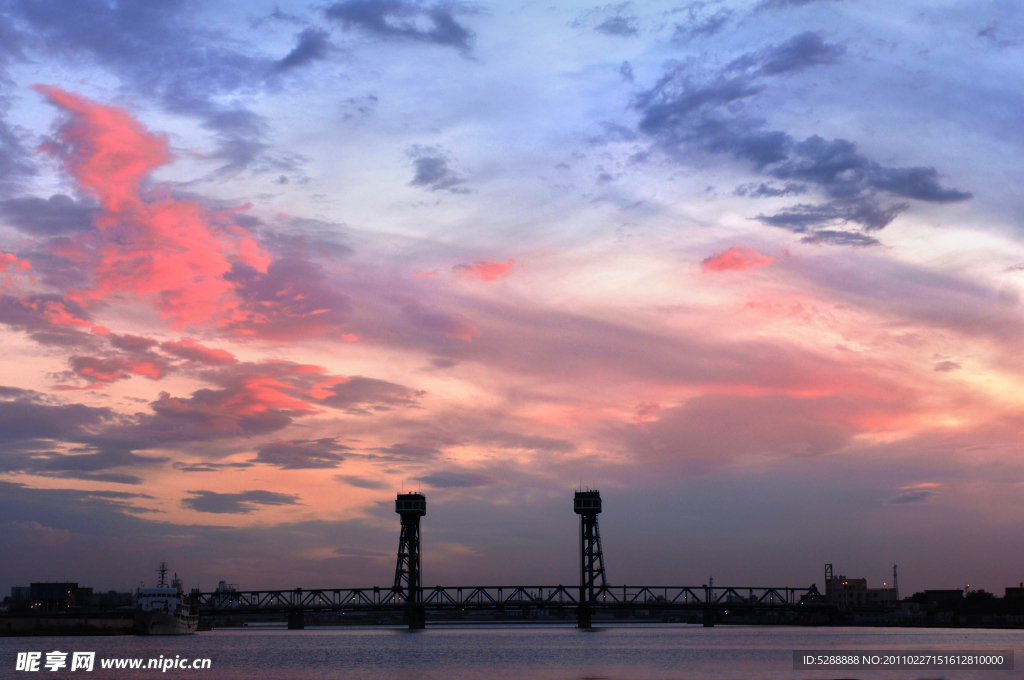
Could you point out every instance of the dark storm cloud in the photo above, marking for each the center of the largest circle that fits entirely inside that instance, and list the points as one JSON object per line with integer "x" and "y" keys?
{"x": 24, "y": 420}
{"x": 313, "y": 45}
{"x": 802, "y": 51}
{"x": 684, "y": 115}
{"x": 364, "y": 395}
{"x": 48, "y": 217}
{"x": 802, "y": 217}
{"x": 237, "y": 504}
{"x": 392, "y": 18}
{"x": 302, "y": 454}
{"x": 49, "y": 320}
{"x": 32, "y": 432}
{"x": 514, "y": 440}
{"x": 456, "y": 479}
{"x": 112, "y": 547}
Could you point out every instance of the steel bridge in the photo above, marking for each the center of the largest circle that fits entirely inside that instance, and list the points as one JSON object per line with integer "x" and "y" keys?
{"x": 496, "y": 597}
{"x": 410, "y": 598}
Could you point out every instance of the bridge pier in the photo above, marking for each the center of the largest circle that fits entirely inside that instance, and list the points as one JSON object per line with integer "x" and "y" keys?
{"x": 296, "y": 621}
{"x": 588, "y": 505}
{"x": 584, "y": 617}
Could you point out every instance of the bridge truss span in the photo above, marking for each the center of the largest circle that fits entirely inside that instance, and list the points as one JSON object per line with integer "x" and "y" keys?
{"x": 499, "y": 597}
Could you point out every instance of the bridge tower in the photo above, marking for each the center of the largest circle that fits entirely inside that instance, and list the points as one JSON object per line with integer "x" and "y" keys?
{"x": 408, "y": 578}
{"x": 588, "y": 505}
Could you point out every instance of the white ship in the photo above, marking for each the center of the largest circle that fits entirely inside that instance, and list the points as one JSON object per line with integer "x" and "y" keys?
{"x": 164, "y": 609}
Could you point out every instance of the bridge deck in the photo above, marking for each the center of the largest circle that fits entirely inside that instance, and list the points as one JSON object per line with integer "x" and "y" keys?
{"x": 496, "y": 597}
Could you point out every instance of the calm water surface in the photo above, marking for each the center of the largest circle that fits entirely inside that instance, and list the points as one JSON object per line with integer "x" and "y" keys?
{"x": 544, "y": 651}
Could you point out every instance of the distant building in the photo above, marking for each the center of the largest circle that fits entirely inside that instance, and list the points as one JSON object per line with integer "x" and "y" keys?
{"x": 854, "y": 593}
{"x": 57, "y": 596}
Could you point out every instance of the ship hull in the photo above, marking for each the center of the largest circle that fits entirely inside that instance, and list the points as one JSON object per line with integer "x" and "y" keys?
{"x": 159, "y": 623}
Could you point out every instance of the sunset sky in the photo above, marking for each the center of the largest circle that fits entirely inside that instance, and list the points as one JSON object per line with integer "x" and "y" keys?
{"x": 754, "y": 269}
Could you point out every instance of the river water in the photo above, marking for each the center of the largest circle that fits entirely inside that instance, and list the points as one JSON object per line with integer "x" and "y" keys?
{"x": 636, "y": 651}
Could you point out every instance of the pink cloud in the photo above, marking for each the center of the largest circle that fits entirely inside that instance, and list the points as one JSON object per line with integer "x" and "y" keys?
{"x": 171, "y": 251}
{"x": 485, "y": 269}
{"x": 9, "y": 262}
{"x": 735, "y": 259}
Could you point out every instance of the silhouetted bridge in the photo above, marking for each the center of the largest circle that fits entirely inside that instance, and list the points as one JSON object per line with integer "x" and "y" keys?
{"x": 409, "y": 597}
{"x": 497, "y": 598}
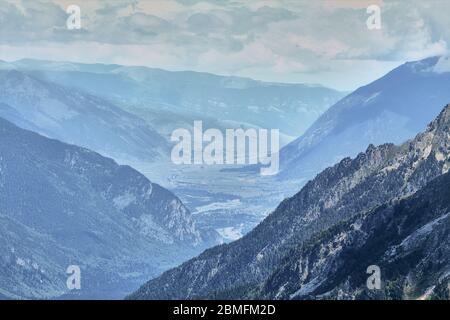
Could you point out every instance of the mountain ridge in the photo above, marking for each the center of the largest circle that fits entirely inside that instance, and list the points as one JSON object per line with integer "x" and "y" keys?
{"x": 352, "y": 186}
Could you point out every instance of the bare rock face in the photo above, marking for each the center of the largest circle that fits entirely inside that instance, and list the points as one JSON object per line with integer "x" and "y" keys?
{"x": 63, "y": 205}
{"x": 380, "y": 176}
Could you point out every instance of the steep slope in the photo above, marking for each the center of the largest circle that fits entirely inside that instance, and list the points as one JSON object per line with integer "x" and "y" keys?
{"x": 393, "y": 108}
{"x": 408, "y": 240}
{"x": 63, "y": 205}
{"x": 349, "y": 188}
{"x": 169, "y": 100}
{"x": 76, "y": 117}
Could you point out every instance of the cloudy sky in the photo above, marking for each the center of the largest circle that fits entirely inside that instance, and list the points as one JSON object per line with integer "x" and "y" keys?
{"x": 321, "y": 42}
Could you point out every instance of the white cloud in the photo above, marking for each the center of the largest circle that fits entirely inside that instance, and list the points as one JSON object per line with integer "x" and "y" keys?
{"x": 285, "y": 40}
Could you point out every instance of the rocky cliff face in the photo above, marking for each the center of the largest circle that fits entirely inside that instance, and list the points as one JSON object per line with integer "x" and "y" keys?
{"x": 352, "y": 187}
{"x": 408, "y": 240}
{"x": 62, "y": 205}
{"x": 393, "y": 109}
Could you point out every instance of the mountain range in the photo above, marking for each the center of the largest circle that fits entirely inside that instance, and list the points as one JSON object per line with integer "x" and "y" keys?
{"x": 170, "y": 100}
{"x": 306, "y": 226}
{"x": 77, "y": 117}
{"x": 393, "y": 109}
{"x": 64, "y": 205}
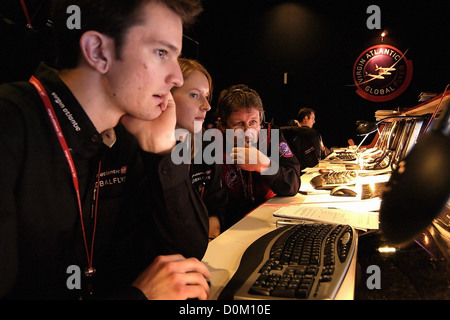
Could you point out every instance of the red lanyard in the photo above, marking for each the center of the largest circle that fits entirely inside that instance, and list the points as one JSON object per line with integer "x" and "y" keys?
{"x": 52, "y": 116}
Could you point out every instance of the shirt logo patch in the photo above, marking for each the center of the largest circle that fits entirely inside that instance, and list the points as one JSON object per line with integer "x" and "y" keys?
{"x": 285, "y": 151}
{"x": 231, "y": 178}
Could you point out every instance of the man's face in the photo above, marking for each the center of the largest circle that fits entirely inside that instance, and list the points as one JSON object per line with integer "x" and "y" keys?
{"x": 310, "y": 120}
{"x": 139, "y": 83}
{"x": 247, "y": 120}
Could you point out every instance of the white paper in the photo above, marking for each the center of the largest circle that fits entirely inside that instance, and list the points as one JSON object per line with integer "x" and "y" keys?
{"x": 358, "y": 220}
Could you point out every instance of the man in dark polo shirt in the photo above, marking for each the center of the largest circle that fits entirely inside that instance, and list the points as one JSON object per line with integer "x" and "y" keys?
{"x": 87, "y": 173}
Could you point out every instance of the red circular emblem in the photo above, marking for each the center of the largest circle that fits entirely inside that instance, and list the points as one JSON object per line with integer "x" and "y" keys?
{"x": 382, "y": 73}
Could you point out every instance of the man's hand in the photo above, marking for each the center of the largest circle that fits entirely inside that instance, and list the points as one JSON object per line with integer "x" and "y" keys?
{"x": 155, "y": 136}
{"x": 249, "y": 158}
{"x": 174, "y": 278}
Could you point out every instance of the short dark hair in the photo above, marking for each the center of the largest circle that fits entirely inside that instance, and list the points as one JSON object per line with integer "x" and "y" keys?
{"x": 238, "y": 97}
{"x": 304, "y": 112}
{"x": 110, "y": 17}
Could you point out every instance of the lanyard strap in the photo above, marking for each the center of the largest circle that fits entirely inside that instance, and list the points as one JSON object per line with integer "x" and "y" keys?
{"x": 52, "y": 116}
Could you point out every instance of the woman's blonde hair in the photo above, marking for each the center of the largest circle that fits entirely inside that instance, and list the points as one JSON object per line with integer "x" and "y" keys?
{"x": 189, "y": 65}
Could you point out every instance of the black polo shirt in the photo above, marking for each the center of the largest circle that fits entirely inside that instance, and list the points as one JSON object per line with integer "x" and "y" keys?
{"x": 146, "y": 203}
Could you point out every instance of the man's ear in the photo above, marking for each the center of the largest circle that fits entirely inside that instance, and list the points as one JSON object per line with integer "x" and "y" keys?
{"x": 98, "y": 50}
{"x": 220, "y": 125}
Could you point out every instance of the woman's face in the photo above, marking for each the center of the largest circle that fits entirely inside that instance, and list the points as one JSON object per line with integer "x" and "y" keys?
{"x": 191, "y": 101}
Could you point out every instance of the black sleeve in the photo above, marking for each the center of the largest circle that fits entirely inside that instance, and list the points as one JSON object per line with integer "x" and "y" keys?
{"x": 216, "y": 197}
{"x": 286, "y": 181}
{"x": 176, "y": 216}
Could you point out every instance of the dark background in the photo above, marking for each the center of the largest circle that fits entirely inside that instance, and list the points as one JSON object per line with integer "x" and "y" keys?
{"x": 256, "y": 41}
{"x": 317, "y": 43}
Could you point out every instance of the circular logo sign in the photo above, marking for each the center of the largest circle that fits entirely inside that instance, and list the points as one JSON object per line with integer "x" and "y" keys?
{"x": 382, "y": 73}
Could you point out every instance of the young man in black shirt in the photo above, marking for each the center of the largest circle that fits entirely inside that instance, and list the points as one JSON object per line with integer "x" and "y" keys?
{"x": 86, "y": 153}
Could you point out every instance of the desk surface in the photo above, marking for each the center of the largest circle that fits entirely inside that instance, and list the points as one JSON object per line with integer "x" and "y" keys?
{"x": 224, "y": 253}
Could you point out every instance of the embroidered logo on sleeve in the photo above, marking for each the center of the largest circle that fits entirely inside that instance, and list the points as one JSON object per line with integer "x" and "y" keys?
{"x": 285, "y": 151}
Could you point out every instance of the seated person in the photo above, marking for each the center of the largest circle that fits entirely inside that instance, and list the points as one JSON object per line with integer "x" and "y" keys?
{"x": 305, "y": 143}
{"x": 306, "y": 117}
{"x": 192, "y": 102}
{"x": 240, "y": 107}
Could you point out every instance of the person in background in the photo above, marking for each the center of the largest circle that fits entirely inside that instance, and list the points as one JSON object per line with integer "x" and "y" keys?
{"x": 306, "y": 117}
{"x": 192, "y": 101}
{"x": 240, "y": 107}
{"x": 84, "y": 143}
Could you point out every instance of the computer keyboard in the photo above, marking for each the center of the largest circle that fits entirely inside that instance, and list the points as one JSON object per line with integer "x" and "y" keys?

=-=-=-=-=

## Task directions
Beginning at the line that holds "Could you point out every instance of the embroidered", write out word for word each line through the end of the records.

## The completed task
Could you point out every instance of the embroidered logo on sleeve in the photo above, marking for each the center of the largest circle that fits entirely inside that instance, and list the points as one JSON object per line with integer "x" and "y" keys?
{"x": 285, "y": 151}
Could you point out every instance of the seated person in the photo above, marking for each the center of the largest circle that fits entirely inside that instance, and list the points as one JSON object per line with integer "x" and "y" keys?
{"x": 305, "y": 143}
{"x": 306, "y": 117}
{"x": 192, "y": 102}
{"x": 240, "y": 107}
Could you point out every instance of the person in background in the photo above, marking for each the center of the largest circle that fits entirely inside that instance, and list the points as one JSON object per line with integer "x" and "y" keys?
{"x": 306, "y": 117}
{"x": 192, "y": 101}
{"x": 240, "y": 107}
{"x": 84, "y": 143}
Could you point out every instance of the computer keyboard in the photo above, marking for each the center of the largest circle that fits entirely inside that instance, and list the points as one JSON object per line with integer "x" and "y" keys?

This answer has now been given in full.